- [Activity] The data below should be restated word for word, pictures omitted.

>>

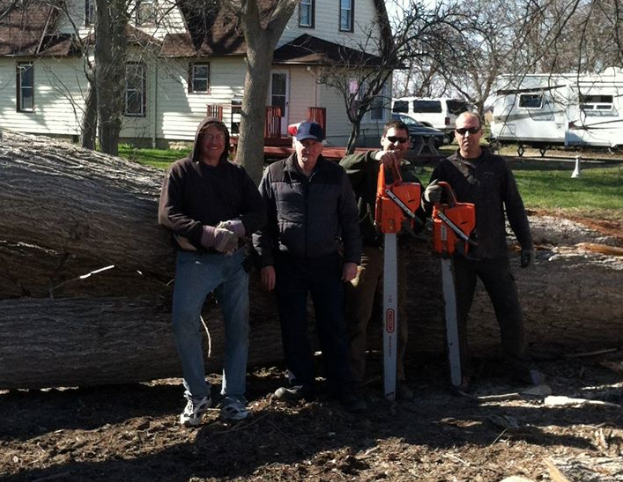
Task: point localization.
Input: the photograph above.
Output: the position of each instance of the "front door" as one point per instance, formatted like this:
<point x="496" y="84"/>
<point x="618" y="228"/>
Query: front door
<point x="279" y="88"/>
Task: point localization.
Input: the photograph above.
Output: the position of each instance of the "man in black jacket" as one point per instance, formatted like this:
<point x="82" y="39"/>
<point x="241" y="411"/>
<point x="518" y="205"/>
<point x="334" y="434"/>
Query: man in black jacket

<<

- [Written response]
Task: point localization.
Input: the photograph above.
Output: the position of each instance of the "front door" as one point per instance, formatted like this:
<point x="496" y="84"/>
<point x="618" y="228"/>
Query: front door
<point x="279" y="88"/>
Task: point localization.
Input: the photograph above.
Output: the position of each instance of the "man in black jacket" as one point per instance, formatted like this:
<point x="82" y="39"/>
<point x="241" y="411"/>
<point x="518" y="205"/>
<point x="334" y="434"/>
Query: man in black jacket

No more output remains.